# [Quoted passage]
June 22, 2026
AI origin story or credit heist?
Munich 1991: The Roots of the Current AI Boom
Was AI really born in one Munich lab? Commenters are absolutely not calm
TLDR: The article claims one Munich lab in 1991 laid down key ideas behind today’s AI boom long before Big Tech cash arrived. Commenters were split between giving Schmidhuber his flowers and accusing the post of skipping earlier pioneers, turning it into a messy fight over who really deserves credit.
This post arrives with a huge claim: that many of the ideas powering today’s chatbot boom were sketched out in Munich in 1991, inside Jürgen Schmidhuber’s lab at the Technical University of Munich. In plain English, the article says a lot of the tricks behind modern AI assistants were dreamed up there decades before today’s tech giants started spending billions. It’s a classic “the future was hiding in an old university lab” story — and the comments instantly turned it into a full-on credit war.
The loudest reaction was basically: “Hold on, not so fast.” One commenter argued that if you’re talking about the roots of modern AI, you can’t just skip past earlier pioneers like Geoffrey Hinton and the wider 1980s research scene in places like Edinburgh. In other words, the community smell-tested the article and immediately asked whether this was history… or historical rebranding. Another thread took a different turn and used the article as ammo in a bigger fight: if university labs really planted the seeds of today’s trillion-dollar AI race, what does that say about the popular online take that academia is slow, useless, and living off taxpayer money? That sparked some delicious subtext: maybe the nerds in old labs deserve more credit than flashy private companies.

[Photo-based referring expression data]
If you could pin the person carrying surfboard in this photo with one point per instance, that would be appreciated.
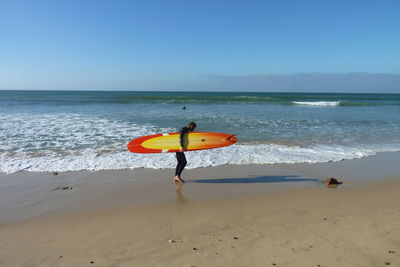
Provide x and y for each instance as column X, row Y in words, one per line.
column 180, row 156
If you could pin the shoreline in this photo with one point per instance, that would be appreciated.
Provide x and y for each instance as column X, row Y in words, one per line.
column 223, row 216
column 27, row 194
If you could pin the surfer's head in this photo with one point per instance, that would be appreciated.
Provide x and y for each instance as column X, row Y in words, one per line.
column 191, row 126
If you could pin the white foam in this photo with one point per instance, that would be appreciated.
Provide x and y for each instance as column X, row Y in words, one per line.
column 236, row 154
column 317, row 103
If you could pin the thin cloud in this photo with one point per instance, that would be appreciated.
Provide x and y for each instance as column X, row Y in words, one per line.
column 308, row 82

# [Problem to work on]
Please pick up the piece on the Munich 1991 AI credit fight right after its final sentence and keep writing it in the same voice.

# [Exercise output]
And then, because this is the internet, the side quests arrived. One person dropped a bare Wikipedia link like a digital eyebrow raise. Another cheered, “TU Munich is cool :-),” while someone else pointed readers to Schmidhuber’s very spicy Nobel-prize grievance page — because apparently no AI history debate is complete without a little academic beef. So yes, the article is about the roots of AI, but the comments made it about something even juicier: who gets to write the origin story.
Key Points
- •The article argues that several techniques central to modern AI systems were published by Jürgen Schmidhuber’s team in Munich in 1991.
- •It says the Technical University Munich lab introduced an early Transformer variant, unsupervised pre-training, neural network distillation, and deep residual learning.
- •The article connects these methods to present-day large language models such as ChatGPT.
- •It also states that the lab laid early groundwork for generative adversarial networks and later generative AI.
- •David Ha links Schmidhuber’s earlier work to later developments including Google Brain, Sakana AI’s recursive self-improvement research, and World Models.